## REQUIRED ACTION
Gather all lines in the data that hold the string "missing".

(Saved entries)

══════════════════════════════

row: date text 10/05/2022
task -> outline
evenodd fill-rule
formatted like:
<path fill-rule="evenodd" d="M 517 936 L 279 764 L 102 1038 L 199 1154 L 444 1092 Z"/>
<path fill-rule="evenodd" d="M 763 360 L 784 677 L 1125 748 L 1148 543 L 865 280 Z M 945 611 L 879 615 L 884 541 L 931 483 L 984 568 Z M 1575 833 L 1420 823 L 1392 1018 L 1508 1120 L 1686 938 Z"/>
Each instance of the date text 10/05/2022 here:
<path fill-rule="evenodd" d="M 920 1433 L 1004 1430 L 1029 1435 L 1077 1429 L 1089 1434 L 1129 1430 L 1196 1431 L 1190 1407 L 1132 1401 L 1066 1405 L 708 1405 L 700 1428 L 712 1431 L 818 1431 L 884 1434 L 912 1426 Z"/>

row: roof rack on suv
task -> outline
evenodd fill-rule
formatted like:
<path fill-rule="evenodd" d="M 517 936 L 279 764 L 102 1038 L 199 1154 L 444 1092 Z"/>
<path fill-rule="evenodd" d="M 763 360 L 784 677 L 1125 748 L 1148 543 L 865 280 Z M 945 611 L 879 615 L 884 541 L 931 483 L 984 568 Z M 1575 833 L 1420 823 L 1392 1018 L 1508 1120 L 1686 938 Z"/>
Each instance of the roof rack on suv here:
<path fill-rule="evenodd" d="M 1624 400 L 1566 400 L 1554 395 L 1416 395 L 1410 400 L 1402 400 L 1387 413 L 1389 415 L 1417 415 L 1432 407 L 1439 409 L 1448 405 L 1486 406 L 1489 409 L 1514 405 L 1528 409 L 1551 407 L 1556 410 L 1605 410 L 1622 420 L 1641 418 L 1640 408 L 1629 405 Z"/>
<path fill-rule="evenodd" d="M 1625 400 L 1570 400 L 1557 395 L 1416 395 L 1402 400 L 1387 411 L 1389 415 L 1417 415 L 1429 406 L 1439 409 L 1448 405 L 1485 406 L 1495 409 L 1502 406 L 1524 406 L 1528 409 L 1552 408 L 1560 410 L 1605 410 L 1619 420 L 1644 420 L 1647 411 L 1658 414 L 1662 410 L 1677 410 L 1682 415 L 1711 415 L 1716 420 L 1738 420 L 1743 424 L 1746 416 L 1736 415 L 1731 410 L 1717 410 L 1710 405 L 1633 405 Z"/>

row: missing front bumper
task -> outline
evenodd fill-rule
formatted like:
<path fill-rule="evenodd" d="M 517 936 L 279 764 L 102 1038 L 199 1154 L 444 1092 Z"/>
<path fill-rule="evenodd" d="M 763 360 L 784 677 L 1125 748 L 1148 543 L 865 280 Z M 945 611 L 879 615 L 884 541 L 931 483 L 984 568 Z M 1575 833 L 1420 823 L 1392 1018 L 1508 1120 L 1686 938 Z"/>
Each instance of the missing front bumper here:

══════════════════════════════

## OUTPUT OF THE TASK
row: missing front bumper
Each instance of the missing front bumper here:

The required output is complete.